• [Work instructions] Tally up the lines below that include the word "shirt". Answer with the number alone.

• [Data for analysis]
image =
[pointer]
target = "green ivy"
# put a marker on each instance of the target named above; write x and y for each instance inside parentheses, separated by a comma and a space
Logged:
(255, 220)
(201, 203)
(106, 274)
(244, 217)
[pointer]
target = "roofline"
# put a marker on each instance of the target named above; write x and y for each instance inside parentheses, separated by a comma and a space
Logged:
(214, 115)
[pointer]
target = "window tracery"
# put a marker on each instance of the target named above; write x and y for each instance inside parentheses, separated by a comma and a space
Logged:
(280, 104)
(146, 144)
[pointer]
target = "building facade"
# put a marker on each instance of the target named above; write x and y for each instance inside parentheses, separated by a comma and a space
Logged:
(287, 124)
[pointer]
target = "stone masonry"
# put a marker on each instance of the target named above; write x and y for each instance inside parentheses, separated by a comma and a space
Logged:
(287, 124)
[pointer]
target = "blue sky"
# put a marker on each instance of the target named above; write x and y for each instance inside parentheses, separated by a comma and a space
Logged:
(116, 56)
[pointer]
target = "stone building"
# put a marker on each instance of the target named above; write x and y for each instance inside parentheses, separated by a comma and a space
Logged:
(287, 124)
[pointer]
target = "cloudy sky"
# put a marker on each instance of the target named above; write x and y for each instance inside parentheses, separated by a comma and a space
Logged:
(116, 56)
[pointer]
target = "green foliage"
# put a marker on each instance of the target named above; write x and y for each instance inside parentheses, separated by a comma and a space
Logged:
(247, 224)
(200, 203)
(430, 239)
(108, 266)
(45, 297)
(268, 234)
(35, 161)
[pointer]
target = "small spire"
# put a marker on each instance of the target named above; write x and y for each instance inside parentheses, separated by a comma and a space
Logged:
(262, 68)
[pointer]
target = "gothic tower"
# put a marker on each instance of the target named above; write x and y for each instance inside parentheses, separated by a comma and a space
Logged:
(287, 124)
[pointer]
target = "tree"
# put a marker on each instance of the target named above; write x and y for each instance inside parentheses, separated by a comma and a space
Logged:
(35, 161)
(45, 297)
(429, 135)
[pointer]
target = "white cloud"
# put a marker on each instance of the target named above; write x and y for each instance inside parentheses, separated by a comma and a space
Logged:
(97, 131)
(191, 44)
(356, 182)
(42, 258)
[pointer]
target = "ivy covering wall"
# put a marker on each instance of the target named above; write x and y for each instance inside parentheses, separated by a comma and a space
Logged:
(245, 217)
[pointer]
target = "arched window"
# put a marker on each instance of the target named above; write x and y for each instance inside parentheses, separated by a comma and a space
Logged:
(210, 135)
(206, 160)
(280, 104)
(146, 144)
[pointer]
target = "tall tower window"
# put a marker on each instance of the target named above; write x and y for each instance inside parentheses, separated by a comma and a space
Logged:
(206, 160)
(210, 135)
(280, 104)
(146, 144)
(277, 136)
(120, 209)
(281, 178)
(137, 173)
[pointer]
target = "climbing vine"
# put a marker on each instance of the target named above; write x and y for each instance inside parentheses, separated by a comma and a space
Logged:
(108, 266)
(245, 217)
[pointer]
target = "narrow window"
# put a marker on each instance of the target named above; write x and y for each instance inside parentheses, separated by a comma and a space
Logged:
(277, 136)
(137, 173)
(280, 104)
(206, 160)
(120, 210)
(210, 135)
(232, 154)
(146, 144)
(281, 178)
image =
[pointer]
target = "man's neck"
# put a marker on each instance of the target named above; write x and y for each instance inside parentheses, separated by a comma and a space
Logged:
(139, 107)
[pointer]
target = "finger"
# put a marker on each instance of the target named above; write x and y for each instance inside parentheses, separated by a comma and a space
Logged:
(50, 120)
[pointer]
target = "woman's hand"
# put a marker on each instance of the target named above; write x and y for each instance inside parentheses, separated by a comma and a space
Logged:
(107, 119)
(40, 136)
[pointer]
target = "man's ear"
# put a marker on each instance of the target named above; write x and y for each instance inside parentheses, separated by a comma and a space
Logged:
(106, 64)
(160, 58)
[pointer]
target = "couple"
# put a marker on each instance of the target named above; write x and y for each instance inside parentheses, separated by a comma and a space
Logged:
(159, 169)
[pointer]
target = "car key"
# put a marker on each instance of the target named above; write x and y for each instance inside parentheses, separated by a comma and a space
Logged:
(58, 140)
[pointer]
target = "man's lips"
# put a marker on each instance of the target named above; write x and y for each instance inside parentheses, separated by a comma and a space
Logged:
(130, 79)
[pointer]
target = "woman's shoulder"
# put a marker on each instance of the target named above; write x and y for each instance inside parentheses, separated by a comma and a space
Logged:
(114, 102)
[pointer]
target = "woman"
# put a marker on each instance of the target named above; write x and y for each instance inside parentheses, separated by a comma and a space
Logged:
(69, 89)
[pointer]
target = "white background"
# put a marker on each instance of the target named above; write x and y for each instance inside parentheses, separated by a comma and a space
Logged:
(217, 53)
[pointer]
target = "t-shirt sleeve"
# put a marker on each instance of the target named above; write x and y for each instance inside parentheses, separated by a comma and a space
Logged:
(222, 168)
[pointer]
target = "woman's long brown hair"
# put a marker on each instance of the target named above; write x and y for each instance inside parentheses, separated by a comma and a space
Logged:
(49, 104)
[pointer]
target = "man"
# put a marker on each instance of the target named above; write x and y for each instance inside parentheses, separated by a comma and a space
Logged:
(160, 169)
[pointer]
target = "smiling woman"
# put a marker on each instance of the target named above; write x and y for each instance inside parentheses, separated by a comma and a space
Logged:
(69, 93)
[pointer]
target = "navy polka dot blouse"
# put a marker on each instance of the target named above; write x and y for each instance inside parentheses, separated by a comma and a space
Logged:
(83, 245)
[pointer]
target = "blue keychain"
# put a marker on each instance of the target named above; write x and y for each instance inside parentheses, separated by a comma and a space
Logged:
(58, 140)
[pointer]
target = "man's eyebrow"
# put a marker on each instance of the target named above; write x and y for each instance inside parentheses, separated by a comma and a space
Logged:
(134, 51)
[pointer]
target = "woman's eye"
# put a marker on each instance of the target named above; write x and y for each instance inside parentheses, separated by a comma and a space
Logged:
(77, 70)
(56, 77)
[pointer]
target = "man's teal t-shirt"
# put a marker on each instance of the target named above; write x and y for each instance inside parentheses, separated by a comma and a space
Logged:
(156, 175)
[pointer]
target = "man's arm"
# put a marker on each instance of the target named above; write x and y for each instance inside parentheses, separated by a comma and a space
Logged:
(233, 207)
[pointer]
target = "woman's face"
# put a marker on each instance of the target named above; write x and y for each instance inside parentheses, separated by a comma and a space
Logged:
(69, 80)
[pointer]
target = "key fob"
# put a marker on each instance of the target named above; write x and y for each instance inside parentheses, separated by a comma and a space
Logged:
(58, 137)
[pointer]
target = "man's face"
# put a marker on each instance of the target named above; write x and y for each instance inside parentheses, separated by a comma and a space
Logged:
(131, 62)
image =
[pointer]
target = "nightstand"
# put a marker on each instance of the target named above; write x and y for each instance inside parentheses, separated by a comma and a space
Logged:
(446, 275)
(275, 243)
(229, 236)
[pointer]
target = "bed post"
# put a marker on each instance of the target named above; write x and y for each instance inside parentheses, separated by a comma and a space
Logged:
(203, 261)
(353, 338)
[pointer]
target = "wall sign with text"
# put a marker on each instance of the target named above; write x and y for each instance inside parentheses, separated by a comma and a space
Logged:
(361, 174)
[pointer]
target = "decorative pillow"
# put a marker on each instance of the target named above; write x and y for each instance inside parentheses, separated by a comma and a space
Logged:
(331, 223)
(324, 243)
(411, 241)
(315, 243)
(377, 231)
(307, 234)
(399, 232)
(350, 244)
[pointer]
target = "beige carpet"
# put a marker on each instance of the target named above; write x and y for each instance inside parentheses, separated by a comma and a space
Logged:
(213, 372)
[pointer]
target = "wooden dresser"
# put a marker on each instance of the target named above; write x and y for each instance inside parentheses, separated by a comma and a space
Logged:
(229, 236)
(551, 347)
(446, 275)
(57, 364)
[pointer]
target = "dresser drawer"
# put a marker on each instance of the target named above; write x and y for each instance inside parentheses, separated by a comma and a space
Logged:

• [Exercise result] 2